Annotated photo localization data

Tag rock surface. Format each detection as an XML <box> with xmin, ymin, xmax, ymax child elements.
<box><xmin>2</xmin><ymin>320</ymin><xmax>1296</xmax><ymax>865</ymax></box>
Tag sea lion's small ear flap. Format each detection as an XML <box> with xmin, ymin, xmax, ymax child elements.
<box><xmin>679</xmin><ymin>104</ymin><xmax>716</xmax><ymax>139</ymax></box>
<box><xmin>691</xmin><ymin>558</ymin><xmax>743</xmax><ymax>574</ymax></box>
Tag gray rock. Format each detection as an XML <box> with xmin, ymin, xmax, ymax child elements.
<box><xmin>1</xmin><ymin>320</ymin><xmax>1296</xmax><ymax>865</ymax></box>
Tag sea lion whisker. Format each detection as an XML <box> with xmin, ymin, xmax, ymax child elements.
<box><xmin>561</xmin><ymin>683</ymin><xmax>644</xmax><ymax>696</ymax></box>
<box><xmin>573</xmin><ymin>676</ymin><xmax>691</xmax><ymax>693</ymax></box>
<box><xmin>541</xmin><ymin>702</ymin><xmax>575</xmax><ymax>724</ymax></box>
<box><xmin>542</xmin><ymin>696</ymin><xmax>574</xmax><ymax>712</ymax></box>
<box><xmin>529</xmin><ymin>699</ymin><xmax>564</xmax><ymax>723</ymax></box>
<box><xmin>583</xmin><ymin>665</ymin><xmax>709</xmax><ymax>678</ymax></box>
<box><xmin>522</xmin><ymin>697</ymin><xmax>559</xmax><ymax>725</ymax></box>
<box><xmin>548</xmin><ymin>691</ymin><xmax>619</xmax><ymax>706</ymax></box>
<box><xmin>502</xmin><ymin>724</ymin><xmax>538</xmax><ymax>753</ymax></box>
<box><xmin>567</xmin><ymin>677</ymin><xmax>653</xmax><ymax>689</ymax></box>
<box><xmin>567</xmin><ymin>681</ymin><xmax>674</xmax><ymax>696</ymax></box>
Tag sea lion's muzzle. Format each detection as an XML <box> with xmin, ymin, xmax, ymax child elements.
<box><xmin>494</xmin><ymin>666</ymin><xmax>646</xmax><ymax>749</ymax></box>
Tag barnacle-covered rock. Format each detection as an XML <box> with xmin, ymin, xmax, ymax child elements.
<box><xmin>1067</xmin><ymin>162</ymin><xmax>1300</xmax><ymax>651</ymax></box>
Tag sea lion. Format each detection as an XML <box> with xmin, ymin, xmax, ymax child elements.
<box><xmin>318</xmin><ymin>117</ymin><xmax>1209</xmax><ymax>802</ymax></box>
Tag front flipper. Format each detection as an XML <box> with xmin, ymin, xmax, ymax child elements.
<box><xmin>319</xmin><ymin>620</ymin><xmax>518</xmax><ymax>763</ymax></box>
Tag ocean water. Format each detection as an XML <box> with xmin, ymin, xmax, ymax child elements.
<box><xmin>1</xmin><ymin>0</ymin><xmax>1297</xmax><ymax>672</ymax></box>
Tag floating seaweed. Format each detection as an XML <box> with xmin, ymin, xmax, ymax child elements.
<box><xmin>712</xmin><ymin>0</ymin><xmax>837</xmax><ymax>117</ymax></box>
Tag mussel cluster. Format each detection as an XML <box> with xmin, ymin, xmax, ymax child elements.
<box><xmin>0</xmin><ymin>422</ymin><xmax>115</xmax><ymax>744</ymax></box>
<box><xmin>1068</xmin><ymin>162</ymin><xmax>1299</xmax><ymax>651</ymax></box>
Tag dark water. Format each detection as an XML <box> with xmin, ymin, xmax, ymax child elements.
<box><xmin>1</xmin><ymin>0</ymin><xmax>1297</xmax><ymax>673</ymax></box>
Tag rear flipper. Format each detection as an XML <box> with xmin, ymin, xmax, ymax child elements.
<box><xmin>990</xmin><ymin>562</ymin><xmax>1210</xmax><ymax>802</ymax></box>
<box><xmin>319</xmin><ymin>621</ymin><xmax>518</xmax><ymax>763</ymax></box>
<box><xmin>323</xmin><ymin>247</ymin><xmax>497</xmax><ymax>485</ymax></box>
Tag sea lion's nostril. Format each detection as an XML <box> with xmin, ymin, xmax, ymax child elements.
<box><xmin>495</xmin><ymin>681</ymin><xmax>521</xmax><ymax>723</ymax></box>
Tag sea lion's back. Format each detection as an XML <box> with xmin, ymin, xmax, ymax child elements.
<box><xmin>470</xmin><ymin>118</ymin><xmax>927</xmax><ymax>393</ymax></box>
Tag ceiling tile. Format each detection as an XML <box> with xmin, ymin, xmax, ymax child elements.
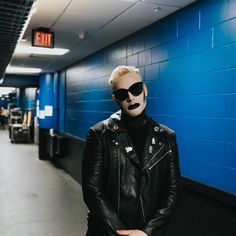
<box><xmin>66</xmin><ymin>0</ymin><xmax>135</xmax><ymax>17</ymax></box>
<box><xmin>121</xmin><ymin>1</ymin><xmax>179</xmax><ymax>21</ymax></box>
<box><xmin>9</xmin><ymin>0</ymin><xmax>198</xmax><ymax>74</ymax></box>
<box><xmin>145</xmin><ymin>0</ymin><xmax>196</xmax><ymax>7</ymax></box>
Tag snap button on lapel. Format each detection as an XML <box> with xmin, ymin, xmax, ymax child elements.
<box><xmin>159</xmin><ymin>142</ymin><xmax>162</xmax><ymax>146</ymax></box>
<box><xmin>112</xmin><ymin>140</ymin><xmax>118</xmax><ymax>145</ymax></box>
<box><xmin>154</xmin><ymin>126</ymin><xmax>159</xmax><ymax>132</ymax></box>
<box><xmin>113</xmin><ymin>125</ymin><xmax>119</xmax><ymax>131</ymax></box>
<box><xmin>125</xmin><ymin>147</ymin><xmax>133</xmax><ymax>153</ymax></box>
<box><xmin>149</xmin><ymin>146</ymin><xmax>153</xmax><ymax>154</ymax></box>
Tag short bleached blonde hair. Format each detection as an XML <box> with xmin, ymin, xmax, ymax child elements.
<box><xmin>108</xmin><ymin>65</ymin><xmax>140</xmax><ymax>87</ymax></box>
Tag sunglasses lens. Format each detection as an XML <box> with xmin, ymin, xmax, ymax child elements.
<box><xmin>113</xmin><ymin>82</ymin><xmax>143</xmax><ymax>101</ymax></box>
<box><xmin>113</xmin><ymin>89</ymin><xmax>128</xmax><ymax>101</ymax></box>
<box><xmin>129</xmin><ymin>82</ymin><xmax>143</xmax><ymax>96</ymax></box>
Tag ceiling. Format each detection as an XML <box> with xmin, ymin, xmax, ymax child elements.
<box><xmin>8</xmin><ymin>0</ymin><xmax>197</xmax><ymax>75</ymax></box>
<box><xmin>0</xmin><ymin>0</ymin><xmax>35</xmax><ymax>79</ymax></box>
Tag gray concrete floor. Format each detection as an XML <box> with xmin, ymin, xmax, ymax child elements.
<box><xmin>0</xmin><ymin>129</ymin><xmax>88</xmax><ymax>236</ymax></box>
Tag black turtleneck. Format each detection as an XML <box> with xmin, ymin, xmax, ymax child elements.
<box><xmin>121</xmin><ymin>110</ymin><xmax>149</xmax><ymax>162</ymax></box>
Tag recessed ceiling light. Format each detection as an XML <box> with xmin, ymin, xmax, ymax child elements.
<box><xmin>15</xmin><ymin>45</ymin><xmax>69</xmax><ymax>56</ymax></box>
<box><xmin>6</xmin><ymin>66</ymin><xmax>42</xmax><ymax>74</ymax></box>
<box><xmin>78</xmin><ymin>31</ymin><xmax>85</xmax><ymax>39</ymax></box>
<box><xmin>154</xmin><ymin>7</ymin><xmax>161</xmax><ymax>12</ymax></box>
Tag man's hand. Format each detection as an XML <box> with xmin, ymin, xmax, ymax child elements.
<box><xmin>116</xmin><ymin>229</ymin><xmax>148</xmax><ymax>236</ymax></box>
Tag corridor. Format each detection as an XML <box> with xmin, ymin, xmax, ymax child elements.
<box><xmin>0</xmin><ymin>130</ymin><xmax>87</xmax><ymax>236</ymax></box>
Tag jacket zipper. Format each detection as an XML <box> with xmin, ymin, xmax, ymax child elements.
<box><xmin>117</xmin><ymin>148</ymin><xmax>120</xmax><ymax>216</ymax></box>
<box><xmin>148</xmin><ymin>149</ymin><xmax>172</xmax><ymax>170</ymax></box>
<box><xmin>139</xmin><ymin>194</ymin><xmax>146</xmax><ymax>222</ymax></box>
<box><xmin>142</xmin><ymin>144</ymin><xmax>164</xmax><ymax>172</ymax></box>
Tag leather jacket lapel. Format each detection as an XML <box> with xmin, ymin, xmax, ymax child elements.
<box><xmin>108</xmin><ymin>112</ymin><xmax>167</xmax><ymax>170</ymax></box>
<box><xmin>108</xmin><ymin>112</ymin><xmax>141</xmax><ymax>168</ymax></box>
<box><xmin>117</xmin><ymin>131</ymin><xmax>141</xmax><ymax>168</ymax></box>
<box><xmin>141</xmin><ymin>120</ymin><xmax>167</xmax><ymax>172</ymax></box>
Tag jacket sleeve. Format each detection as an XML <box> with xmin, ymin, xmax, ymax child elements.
<box><xmin>82</xmin><ymin>127</ymin><xmax>126</xmax><ymax>235</ymax></box>
<box><xmin>143</xmin><ymin>132</ymin><xmax>181</xmax><ymax>236</ymax></box>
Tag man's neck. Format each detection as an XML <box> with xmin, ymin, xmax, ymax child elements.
<box><xmin>121</xmin><ymin>110</ymin><xmax>147</xmax><ymax>128</ymax></box>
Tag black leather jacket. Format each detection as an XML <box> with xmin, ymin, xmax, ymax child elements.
<box><xmin>82</xmin><ymin>111</ymin><xmax>181</xmax><ymax>236</ymax></box>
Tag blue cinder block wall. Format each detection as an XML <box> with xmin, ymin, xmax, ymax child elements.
<box><xmin>38</xmin><ymin>73</ymin><xmax>57</xmax><ymax>129</ymax></box>
<box><xmin>25</xmin><ymin>88</ymin><xmax>37</xmax><ymax>110</ymax></box>
<box><xmin>58</xmin><ymin>0</ymin><xmax>236</xmax><ymax>195</ymax></box>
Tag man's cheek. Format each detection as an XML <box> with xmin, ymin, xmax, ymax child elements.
<box><xmin>116</xmin><ymin>101</ymin><xmax>125</xmax><ymax>110</ymax></box>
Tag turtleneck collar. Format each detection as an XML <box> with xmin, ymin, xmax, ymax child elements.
<box><xmin>121</xmin><ymin>110</ymin><xmax>148</xmax><ymax>128</ymax></box>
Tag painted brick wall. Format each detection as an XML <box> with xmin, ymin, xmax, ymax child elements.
<box><xmin>25</xmin><ymin>88</ymin><xmax>37</xmax><ymax>110</ymax></box>
<box><xmin>59</xmin><ymin>0</ymin><xmax>236</xmax><ymax>195</ymax></box>
<box><xmin>58</xmin><ymin>70</ymin><xmax>66</xmax><ymax>132</ymax></box>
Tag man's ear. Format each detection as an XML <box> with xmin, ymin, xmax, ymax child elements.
<box><xmin>112</xmin><ymin>94</ymin><xmax>121</xmax><ymax>108</ymax></box>
<box><xmin>112</xmin><ymin>94</ymin><xmax>117</xmax><ymax>102</ymax></box>
<box><xmin>143</xmin><ymin>83</ymin><xmax>148</xmax><ymax>97</ymax></box>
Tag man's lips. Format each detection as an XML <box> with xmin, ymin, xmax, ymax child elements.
<box><xmin>128</xmin><ymin>103</ymin><xmax>140</xmax><ymax>110</ymax></box>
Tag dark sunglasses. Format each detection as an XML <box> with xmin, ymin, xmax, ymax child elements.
<box><xmin>113</xmin><ymin>82</ymin><xmax>143</xmax><ymax>101</ymax></box>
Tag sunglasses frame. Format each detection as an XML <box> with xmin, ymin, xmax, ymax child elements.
<box><xmin>113</xmin><ymin>81</ymin><xmax>143</xmax><ymax>101</ymax></box>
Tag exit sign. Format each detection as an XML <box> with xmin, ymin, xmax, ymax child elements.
<box><xmin>32</xmin><ymin>29</ymin><xmax>54</xmax><ymax>48</ymax></box>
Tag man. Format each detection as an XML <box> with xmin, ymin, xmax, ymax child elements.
<box><xmin>82</xmin><ymin>65</ymin><xmax>181</xmax><ymax>236</ymax></box>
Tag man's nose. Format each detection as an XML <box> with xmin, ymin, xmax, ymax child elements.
<box><xmin>127</xmin><ymin>91</ymin><xmax>135</xmax><ymax>102</ymax></box>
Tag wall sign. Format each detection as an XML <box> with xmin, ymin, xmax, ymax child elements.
<box><xmin>32</xmin><ymin>29</ymin><xmax>54</xmax><ymax>48</ymax></box>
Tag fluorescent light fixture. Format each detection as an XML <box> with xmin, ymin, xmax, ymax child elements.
<box><xmin>6</xmin><ymin>66</ymin><xmax>42</xmax><ymax>74</ymax></box>
<box><xmin>15</xmin><ymin>45</ymin><xmax>69</xmax><ymax>55</ymax></box>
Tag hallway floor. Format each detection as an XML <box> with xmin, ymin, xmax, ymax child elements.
<box><xmin>0</xmin><ymin>129</ymin><xmax>87</xmax><ymax>236</ymax></box>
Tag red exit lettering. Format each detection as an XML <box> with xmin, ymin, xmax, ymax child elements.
<box><xmin>34</xmin><ymin>32</ymin><xmax>53</xmax><ymax>47</ymax></box>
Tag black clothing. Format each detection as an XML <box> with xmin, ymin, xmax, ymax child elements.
<box><xmin>82</xmin><ymin>111</ymin><xmax>181</xmax><ymax>236</ymax></box>
<box><xmin>120</xmin><ymin>109</ymin><xmax>147</xmax><ymax>127</ymax></box>
<box><xmin>121</xmin><ymin>110</ymin><xmax>148</xmax><ymax>162</ymax></box>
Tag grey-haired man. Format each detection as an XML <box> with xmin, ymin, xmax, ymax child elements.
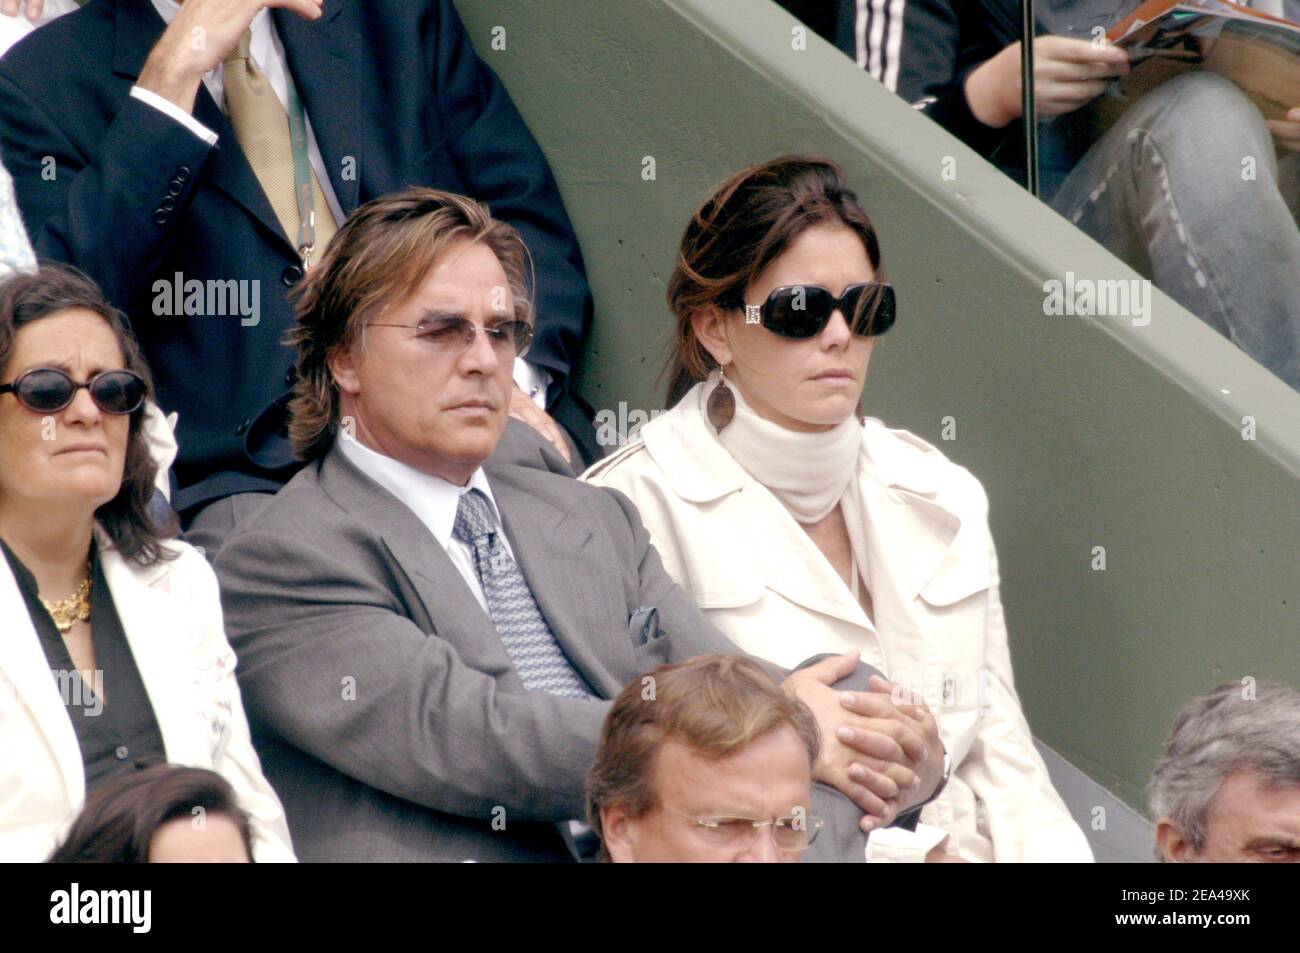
<box><xmin>1150</xmin><ymin>681</ymin><xmax>1300</xmax><ymax>863</ymax></box>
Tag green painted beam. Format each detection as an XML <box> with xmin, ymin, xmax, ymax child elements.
<box><xmin>455</xmin><ymin>0</ymin><xmax>1300</xmax><ymax>813</ymax></box>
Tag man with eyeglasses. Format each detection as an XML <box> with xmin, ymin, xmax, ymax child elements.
<box><xmin>0</xmin><ymin>0</ymin><xmax>600</xmax><ymax>561</ymax></box>
<box><xmin>588</xmin><ymin>654</ymin><xmax>825</xmax><ymax>863</ymax></box>
<box><xmin>213</xmin><ymin>187</ymin><xmax>950</xmax><ymax>863</ymax></box>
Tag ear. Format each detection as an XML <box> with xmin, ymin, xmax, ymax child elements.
<box><xmin>327</xmin><ymin>346</ymin><xmax>361</xmax><ymax>397</ymax></box>
<box><xmin>1154</xmin><ymin>817</ymin><xmax>1195</xmax><ymax>863</ymax></box>
<box><xmin>599</xmin><ymin>803</ymin><xmax>637</xmax><ymax>864</ymax></box>
<box><xmin>689</xmin><ymin>305</ymin><xmax>734</xmax><ymax>368</ymax></box>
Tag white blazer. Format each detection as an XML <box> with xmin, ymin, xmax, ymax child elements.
<box><xmin>0</xmin><ymin>526</ymin><xmax>295</xmax><ymax>862</ymax></box>
<box><xmin>584</xmin><ymin>394</ymin><xmax>1092</xmax><ymax>862</ymax></box>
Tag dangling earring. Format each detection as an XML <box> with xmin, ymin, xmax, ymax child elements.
<box><xmin>706</xmin><ymin>366</ymin><xmax>735</xmax><ymax>433</ymax></box>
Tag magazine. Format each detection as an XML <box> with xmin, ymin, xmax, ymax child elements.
<box><xmin>1103</xmin><ymin>1</ymin><xmax>1300</xmax><ymax>121</ymax></box>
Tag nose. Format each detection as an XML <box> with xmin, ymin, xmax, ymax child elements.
<box><xmin>738</xmin><ymin>827</ymin><xmax>783</xmax><ymax>864</ymax></box>
<box><xmin>819</xmin><ymin>308</ymin><xmax>853</xmax><ymax>349</ymax></box>
<box><xmin>457</xmin><ymin>323</ymin><xmax>501</xmax><ymax>376</ymax></box>
<box><xmin>62</xmin><ymin>383</ymin><xmax>102</xmax><ymax>427</ymax></box>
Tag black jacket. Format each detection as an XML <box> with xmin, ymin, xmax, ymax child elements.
<box><xmin>0</xmin><ymin>0</ymin><xmax>599</xmax><ymax>511</ymax></box>
<box><xmin>834</xmin><ymin>0</ymin><xmax>1141</xmax><ymax>186</ymax></box>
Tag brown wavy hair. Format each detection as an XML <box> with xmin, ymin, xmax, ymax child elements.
<box><xmin>664</xmin><ymin>155</ymin><xmax>885</xmax><ymax>406</ymax></box>
<box><xmin>0</xmin><ymin>264</ymin><xmax>178</xmax><ymax>566</ymax></box>
<box><xmin>286</xmin><ymin>187</ymin><xmax>534</xmax><ymax>461</ymax></box>
<box><xmin>47</xmin><ymin>763</ymin><xmax>253</xmax><ymax>863</ymax></box>
<box><xmin>585</xmin><ymin>653</ymin><xmax>820</xmax><ymax>862</ymax></box>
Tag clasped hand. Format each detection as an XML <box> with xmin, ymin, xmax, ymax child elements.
<box><xmin>783</xmin><ymin>650</ymin><xmax>946</xmax><ymax>834</ymax></box>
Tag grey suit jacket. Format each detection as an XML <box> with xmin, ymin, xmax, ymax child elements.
<box><xmin>216</xmin><ymin>421</ymin><xmax>886</xmax><ymax>862</ymax></box>
<box><xmin>214</xmin><ymin>421</ymin><xmax>742</xmax><ymax>861</ymax></box>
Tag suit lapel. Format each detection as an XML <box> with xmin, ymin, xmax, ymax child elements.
<box><xmin>0</xmin><ymin>554</ymin><xmax>84</xmax><ymax>804</ymax></box>
<box><xmin>317</xmin><ymin>444</ymin><xmax>630</xmax><ymax>699</ymax></box>
<box><xmin>491</xmin><ymin>474</ymin><xmax>631</xmax><ymax>698</ymax></box>
<box><xmin>275</xmin><ymin>0</ymin><xmax>362</xmax><ymax>214</ymax></box>
<box><xmin>111</xmin><ymin>0</ymin><xmax>302</xmax><ymax>256</ymax></box>
<box><xmin>190</xmin><ymin>90</ymin><xmax>297</xmax><ymax>253</ymax></box>
<box><xmin>316</xmin><ymin>446</ymin><xmax>528</xmax><ymax>690</ymax></box>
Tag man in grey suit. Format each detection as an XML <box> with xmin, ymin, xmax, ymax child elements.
<box><xmin>214</xmin><ymin>188</ymin><xmax>948</xmax><ymax>862</ymax></box>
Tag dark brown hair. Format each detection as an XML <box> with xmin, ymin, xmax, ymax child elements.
<box><xmin>286</xmin><ymin>187</ymin><xmax>534</xmax><ymax>461</ymax></box>
<box><xmin>47</xmin><ymin>763</ymin><xmax>253</xmax><ymax>863</ymax></box>
<box><xmin>0</xmin><ymin>264</ymin><xmax>178</xmax><ymax>566</ymax></box>
<box><xmin>585</xmin><ymin>653</ymin><xmax>820</xmax><ymax>862</ymax></box>
<box><xmin>664</xmin><ymin>154</ymin><xmax>885</xmax><ymax>405</ymax></box>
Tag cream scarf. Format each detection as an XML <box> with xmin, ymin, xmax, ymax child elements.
<box><xmin>704</xmin><ymin>371</ymin><xmax>862</xmax><ymax>524</ymax></box>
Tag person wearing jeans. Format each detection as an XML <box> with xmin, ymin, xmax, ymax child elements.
<box><xmin>837</xmin><ymin>0</ymin><xmax>1300</xmax><ymax>390</ymax></box>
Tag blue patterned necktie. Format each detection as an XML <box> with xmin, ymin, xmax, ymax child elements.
<box><xmin>453</xmin><ymin>489</ymin><xmax>594</xmax><ymax>699</ymax></box>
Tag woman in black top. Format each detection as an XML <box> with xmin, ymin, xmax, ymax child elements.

> **Task statement**:
All that the answer may hold is the lines from the one with "Tag blue patterned" through the end of the data, set down exactly as they appear.

> **Solution to the problem**:
Tag blue patterned necktie. Format each detection as an XML <box> with xmin, ymin, xmax, ymax child elements.
<box><xmin>453</xmin><ymin>489</ymin><xmax>594</xmax><ymax>699</ymax></box>
Tag woman in black top. Format each detection as an XML <box> with xmin, ymin, xmax, ymax child elements.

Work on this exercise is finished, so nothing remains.